begin Extracted data

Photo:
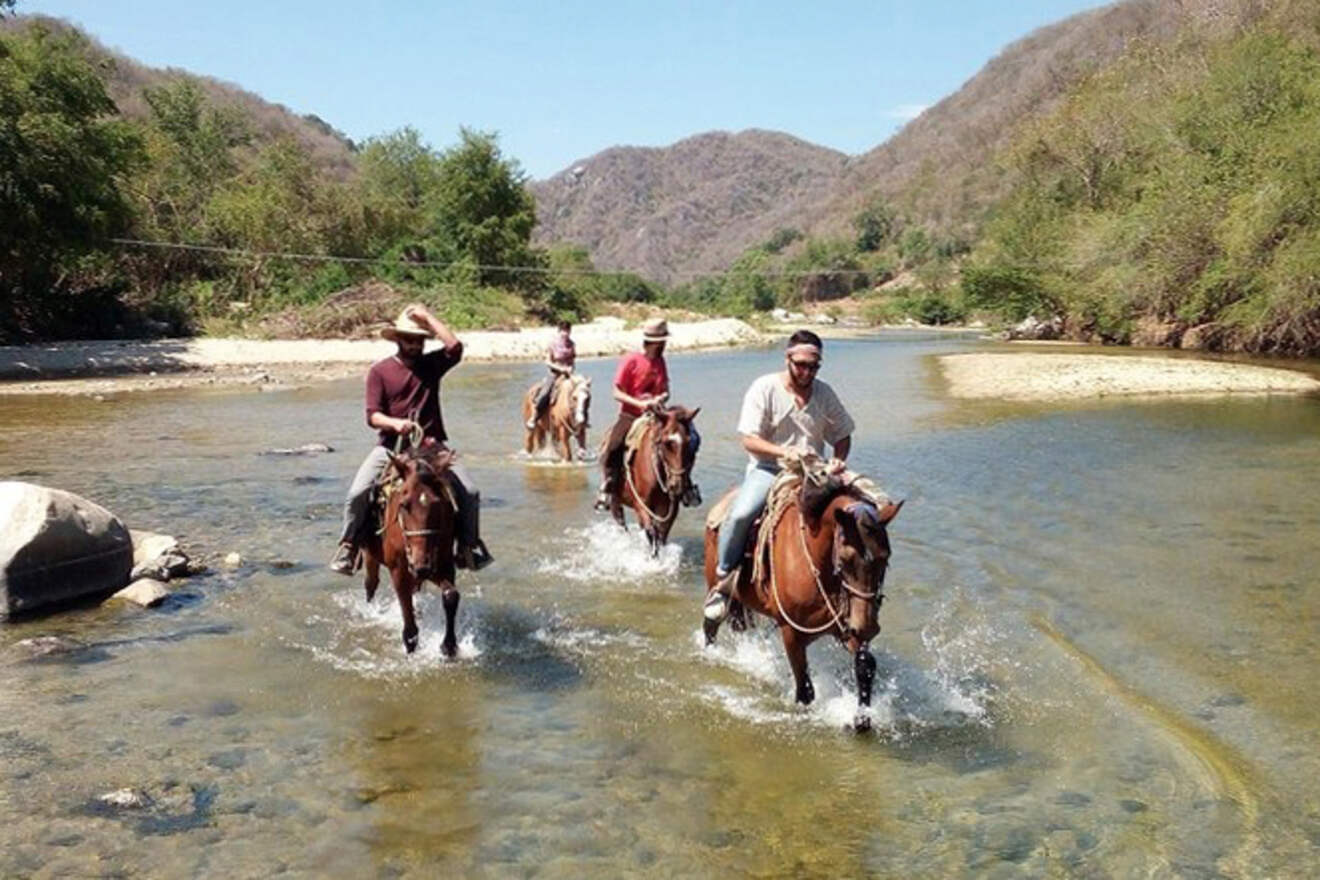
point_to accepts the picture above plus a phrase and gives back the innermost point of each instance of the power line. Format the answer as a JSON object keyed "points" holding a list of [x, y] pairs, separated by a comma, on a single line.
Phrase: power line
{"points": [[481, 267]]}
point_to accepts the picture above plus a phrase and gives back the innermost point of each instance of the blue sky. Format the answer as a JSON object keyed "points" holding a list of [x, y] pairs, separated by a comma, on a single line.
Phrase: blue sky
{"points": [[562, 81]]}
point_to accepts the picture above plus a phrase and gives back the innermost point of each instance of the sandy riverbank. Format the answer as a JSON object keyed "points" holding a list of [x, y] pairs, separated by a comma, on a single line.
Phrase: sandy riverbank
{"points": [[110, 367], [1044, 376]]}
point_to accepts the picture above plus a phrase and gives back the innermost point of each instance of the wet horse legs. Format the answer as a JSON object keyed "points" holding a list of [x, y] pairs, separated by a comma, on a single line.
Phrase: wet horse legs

end Extracted data

Convert every line of the entries above into a JSON list of strings, one string per line, skipping any blank lines. Leave the picture out of the list.

[
  "Photo:",
  "point_to accepts the picture above plus a phrase and gives back the innermost point of each instance of the power line. Format the answer as a JSON object keyed \"points\" holding a list of [x, y] pairs, separated by a comma, on a single line.",
  "Phrase: power line",
  "{\"points\": [[481, 267]]}",
  "point_to accepts the picture above plus a phrase and gives back the innermost point of each instance of the blue sky. Format the answer as a JSON object keyed \"points\" holding a list of [x, y] pairs, separated by a comma, on a single line.",
  "Phrase: blue sky",
  "{\"points\": [[562, 81]]}",
  "point_to accepts the picture above plus a phrase and gives back the innermost point of each instance of the sandy riverbank. Format the answer as a JSON object keyed \"points\" holding a list of [x, y] pairs, separated by a comma, on a single line.",
  "Phrase: sandy riverbank",
  "{\"points\": [[110, 367], [1044, 376]]}",
  "point_to accepts the picture above plus a phrase and gives back the innermost point of each instance of the wet horse legs. Format the answer as a JSON object keyed \"points\" holding a list of [x, y] pairs, separated by a comma, on a single line.",
  "Phrase: wet horse legs"
]